### Reading text:
###
# who knows what this is???



## acjohnson53 (Aug 10, 2017)




----------



## acjohnson53 (Aug 10, 2017)

it's me....lol


----------



## Ripcord22A (Aug 10, 2017)

4th part of a sq

Sent from my LG-H918 using My Freemasonry mobile app


----------



## CLewey44 (Aug 10, 2017)

Sun/Kether...point within a circle...yadi yada yada


----------



## Thomas Stright (Aug 10, 2017)

Looks like optics on one of my sbr's


----------



## LK600 (Aug 10, 2017)

Thomas Stright said:


> Looks like optics on one of my sbr's


My first thought ran along those lines to lol.


----------



## rpbrown (Aug 10, 2017)

LK600 said:


> My first thought ran along those lines to lol.



Yep, mine also


----------



## Warrior1256 (Aug 10, 2017)

CLewey44 said:


> point within a circle


Sounds good.


----------



## Derek Harvey (Aug 10, 2017)

It's Bart Simpsons eye.

Sent from my SM-G360T1 using My Freemasonry mobile app


----------



## CLewey44 (Aug 11, 2017)

acjohnson53 said:


> View attachment 5921



Bro. AC, what does it mean to you?


----------



## Brother JC (Aug 11, 2017)

It's a Circumpunct.


----------



## coachn (Aug 11, 2017)

acjohnson53 said:


> View attachment 5921


Only one of a pair unleashed!


----------



## goomba (Aug 11, 2017)

It is a symbol which is and of itself nothing but represents various ideas or things that have been attached to it.

But to play along it is also represents the Monad.


----------



## Bloke (Aug 12, 2017)

Brother JC said:


> It's a Circumpunct.


Winner !


----------



## Bloke (Aug 12, 2017)

JamestheJust said:


> "The ancient symbol known as the dot in the circle, circled dot, circle with a point, or a circumpunct, is one of the oldest symbols known to humans."
> http://gnosticwarrior.com/circumpunct.html
> 
> Seem to have gone around in a circle.


And you too, winner


----------



## pointwithinacircle2 (Aug 13, 2017)

It is a visual representation of the infinite universe.  A circle whose center is everywhere and whose circumference is nowhere.  The dot in the center representing an individual and the circle representing the limits of his knowledge of reality.


----------



## CLewey44 (Aug 13, 2017)

pointwithinacircle2 said:


> It is a visual representation of the infinite universe.  A circle whose center is everywhere and whose circumference is nowhere.  The dot in the center representing an individual and the circle representing the limits of his knowledge of reality.



I saw your name on another post recently and wondered if you'd answer.


----------



## acjohnson53 (Aug 14, 2017)

Preach My Brother/G\


----------



## Brother_Steve (Aug 14, 2017)

If a dot is an indivisible part of space and the circle is a 2D object, what is the scale of the circle?

I have my opinion drawn from ritual. I'm curious what others think and if they are on the same page as I am, can we truly judge another Brother?


----------



## coachn (Aug 14, 2017)

The Circumpunct is a symbol used to convey...

The Sun
Apollo
Gold
The Womb
The Unification of male and female
God
The Individual in Relation to his Due Bounds.
###
### Set tasks:
1. Select every line of the rows that contains the word "door", and copy each such line.
2. Write what comes next in the forum thread about the circumpunct, starting after its final line.
The forum thread and the rows have no connection to each other.

(Records from a data source)
###
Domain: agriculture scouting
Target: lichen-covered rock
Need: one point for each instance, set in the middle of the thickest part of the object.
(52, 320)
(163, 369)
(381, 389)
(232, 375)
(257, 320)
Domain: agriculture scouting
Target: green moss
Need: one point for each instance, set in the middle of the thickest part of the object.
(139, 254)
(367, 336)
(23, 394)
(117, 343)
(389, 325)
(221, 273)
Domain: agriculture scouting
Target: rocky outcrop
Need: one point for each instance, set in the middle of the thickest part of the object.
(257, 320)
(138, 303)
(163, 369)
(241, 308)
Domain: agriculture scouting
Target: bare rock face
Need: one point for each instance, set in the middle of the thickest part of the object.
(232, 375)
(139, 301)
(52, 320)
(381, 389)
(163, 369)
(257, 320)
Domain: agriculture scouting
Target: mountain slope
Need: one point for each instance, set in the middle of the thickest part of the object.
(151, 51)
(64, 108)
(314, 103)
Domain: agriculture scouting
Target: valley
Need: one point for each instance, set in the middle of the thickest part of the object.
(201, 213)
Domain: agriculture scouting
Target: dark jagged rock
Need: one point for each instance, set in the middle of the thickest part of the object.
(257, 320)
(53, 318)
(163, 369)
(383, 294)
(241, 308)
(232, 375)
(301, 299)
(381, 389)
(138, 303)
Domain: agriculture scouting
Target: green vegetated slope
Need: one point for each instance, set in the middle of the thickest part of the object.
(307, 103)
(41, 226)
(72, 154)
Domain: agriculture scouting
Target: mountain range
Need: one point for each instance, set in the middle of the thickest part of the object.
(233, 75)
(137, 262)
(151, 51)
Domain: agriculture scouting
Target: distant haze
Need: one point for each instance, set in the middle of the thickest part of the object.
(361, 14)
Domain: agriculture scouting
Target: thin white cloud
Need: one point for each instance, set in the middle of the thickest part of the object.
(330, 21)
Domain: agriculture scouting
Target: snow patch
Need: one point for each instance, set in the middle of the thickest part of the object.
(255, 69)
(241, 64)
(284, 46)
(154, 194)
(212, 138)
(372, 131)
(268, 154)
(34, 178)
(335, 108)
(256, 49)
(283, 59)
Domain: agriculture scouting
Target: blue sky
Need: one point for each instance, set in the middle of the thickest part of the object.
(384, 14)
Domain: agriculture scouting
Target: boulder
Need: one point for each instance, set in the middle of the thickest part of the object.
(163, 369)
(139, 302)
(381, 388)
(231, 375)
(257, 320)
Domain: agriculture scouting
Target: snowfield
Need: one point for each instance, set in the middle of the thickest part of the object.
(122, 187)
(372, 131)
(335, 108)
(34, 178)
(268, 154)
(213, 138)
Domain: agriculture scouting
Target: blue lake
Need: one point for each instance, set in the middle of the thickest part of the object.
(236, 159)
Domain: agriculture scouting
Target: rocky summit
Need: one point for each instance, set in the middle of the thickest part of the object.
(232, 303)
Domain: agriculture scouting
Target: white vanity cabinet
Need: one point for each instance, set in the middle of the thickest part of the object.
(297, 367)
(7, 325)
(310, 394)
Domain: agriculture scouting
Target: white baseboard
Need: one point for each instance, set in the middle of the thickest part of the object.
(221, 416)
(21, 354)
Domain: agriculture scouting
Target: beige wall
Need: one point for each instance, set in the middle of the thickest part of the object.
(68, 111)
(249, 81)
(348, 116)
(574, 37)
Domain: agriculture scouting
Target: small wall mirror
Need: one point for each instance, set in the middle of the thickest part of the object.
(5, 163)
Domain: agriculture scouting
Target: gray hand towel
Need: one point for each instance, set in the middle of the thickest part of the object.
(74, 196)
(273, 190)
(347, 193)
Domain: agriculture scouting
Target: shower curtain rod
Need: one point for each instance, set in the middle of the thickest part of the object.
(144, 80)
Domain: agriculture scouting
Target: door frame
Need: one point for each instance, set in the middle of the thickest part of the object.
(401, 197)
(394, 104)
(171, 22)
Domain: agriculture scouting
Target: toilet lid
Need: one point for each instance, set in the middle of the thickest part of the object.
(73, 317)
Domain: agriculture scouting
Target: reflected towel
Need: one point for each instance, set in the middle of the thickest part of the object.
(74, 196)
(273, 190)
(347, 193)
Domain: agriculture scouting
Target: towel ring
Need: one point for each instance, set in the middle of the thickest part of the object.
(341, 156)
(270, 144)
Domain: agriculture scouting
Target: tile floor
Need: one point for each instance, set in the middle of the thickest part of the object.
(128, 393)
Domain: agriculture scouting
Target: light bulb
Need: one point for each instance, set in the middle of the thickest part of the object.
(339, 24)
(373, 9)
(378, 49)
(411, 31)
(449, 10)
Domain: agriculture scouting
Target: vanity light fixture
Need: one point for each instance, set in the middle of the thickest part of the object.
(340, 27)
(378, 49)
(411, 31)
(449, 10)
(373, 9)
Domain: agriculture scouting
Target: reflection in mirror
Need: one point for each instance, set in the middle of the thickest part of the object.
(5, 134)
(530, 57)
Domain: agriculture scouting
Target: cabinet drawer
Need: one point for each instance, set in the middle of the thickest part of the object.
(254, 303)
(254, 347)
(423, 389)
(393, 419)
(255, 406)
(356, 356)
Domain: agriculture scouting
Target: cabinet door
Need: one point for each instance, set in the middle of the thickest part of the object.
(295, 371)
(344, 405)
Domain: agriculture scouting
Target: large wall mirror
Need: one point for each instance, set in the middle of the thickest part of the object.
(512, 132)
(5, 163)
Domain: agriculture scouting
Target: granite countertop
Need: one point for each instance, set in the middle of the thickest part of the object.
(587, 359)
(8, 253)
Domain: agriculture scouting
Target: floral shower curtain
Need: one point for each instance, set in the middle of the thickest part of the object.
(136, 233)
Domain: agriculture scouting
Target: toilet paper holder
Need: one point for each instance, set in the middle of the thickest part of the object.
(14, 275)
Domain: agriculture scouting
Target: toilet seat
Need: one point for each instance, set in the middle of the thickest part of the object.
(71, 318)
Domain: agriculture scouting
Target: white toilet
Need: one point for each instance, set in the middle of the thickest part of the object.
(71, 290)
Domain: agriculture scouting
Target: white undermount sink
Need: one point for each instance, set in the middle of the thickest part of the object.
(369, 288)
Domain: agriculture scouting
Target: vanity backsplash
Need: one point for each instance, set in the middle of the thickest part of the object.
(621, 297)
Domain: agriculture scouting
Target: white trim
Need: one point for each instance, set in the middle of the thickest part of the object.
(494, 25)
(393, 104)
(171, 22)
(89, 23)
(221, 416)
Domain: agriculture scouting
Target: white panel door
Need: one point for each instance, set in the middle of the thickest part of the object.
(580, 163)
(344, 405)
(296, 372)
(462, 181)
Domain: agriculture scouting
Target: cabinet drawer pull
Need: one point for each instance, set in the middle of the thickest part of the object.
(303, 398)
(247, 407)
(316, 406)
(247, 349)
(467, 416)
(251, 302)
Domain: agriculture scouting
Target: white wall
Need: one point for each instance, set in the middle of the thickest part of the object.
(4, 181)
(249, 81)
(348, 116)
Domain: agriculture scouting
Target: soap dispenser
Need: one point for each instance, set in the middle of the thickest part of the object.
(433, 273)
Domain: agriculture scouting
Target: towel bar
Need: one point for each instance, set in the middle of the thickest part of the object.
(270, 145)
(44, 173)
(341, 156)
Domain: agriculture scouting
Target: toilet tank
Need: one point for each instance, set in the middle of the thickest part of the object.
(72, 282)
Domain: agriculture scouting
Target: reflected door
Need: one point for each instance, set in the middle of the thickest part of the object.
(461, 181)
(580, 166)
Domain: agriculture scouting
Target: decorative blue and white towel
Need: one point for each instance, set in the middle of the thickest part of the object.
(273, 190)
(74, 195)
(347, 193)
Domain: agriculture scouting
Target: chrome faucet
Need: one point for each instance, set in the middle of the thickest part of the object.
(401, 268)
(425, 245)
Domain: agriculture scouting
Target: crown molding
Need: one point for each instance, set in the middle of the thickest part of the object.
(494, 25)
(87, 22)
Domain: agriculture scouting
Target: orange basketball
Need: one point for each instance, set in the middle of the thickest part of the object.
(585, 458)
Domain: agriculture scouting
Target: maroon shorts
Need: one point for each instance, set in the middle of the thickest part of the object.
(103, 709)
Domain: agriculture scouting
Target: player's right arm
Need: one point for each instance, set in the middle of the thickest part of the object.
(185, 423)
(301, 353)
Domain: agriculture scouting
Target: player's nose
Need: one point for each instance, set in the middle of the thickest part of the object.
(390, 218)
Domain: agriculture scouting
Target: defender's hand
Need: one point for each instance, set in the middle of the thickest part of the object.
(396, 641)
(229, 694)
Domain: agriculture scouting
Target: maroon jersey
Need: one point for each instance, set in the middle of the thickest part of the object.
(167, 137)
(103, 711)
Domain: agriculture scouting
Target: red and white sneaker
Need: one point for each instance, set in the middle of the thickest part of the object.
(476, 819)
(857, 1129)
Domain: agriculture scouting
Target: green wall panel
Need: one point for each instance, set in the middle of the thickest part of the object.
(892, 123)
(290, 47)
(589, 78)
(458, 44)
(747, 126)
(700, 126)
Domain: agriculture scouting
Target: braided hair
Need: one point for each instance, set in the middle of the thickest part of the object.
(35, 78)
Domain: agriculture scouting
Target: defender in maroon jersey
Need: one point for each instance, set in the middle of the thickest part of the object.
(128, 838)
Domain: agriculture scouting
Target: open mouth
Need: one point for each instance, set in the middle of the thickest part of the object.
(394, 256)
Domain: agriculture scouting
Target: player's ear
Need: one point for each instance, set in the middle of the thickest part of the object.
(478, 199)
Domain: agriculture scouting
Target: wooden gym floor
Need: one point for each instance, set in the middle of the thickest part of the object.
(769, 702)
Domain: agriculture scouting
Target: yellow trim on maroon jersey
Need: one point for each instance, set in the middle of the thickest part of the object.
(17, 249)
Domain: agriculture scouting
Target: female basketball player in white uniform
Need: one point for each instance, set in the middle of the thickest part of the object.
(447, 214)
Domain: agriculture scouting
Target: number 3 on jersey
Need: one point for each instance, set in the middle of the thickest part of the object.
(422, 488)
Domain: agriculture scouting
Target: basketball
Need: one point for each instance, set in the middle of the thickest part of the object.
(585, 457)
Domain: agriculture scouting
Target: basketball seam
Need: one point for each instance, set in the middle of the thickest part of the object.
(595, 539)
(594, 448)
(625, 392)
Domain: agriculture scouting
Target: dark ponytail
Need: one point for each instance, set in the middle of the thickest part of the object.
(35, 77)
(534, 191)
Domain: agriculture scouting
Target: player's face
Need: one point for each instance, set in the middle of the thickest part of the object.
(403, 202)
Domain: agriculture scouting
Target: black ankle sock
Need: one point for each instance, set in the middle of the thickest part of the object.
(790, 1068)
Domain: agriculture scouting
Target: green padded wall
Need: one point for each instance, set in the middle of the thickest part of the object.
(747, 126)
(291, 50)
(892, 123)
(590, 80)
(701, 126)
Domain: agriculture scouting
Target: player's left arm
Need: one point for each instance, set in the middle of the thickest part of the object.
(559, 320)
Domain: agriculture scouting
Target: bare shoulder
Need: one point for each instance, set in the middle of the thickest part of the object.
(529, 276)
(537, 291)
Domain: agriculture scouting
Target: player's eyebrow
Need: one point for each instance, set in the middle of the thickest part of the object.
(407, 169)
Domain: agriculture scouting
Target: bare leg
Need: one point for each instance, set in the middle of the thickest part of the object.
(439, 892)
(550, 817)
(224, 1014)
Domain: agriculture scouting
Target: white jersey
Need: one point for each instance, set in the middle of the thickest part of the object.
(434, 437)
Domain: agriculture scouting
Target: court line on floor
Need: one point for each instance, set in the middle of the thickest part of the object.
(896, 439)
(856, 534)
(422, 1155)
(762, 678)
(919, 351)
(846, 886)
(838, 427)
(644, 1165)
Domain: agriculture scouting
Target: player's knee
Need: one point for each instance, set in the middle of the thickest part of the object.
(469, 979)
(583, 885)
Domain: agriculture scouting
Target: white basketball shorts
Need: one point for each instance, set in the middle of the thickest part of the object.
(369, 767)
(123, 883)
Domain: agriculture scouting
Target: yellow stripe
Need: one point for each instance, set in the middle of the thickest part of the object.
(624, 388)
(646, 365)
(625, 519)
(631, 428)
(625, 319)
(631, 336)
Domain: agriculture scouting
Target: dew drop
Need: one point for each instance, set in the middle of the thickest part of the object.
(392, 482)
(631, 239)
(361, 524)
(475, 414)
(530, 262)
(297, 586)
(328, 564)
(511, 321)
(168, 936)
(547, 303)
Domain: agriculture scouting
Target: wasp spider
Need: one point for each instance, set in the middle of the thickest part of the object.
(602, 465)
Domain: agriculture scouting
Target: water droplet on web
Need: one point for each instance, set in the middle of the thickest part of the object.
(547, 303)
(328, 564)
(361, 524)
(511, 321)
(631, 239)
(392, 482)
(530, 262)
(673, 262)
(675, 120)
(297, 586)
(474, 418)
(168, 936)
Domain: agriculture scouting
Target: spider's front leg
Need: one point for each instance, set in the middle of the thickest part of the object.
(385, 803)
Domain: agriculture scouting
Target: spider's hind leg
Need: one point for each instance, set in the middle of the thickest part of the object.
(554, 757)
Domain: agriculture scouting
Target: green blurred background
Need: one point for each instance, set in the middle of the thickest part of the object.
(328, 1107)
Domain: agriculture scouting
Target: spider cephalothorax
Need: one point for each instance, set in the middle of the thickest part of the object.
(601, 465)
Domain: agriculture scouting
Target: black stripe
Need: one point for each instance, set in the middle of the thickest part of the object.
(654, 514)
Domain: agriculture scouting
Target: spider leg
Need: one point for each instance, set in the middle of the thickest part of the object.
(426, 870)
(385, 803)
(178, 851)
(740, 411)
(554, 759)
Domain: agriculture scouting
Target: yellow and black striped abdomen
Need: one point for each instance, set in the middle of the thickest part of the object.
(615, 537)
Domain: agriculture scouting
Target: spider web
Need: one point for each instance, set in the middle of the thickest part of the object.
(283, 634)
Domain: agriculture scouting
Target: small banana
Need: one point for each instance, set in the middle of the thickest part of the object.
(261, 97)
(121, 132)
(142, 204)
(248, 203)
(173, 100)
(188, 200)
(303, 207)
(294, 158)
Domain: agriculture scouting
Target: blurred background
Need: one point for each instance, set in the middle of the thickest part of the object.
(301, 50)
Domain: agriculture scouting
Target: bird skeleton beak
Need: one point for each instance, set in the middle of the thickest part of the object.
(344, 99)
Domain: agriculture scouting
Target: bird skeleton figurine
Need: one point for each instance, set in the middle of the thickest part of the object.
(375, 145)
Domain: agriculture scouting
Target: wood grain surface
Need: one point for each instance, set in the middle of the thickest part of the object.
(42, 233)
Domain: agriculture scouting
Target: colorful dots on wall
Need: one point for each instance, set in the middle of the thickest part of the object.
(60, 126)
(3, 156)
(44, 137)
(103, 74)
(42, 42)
###
### Answers to the tasks:
1.
Target: door frame
Target: cabinet door
Target: white panel door
Target: reflected door

2.
The Breast
An Eye
A Cone (looking down upon it)
It's been around long before Freemasonry was even thought of.


----------



## Bloke (Aug 14, 2017)

Brother_Steve said:


> If a dot is an indivisible part of space and the circle is a 2D object, what is the scale of the circle?
> 
> I have my opinion drawn from ritual. I'm curious what others think and if they are on the same page as I am, can we truly judge another Brother?



If the circumpunct is cteated by the compass, the scale would adjust. As both are not limited by physicality because they're symbols representing ideas (and ideals), the size of the scale is only limited by your abilities.


----------



## coachn (Aug 14, 2017)

Brother_Steve said:


> If a dot is an indivisible part of space and the circle is a 2D object, what is the scale of the circle?


Scale is irrelevant.


Brother_Steve said:


> I have my opinion drawn from ritual. I'm curious what others think and if they are on the same page as I am, can we truly judge another Brother?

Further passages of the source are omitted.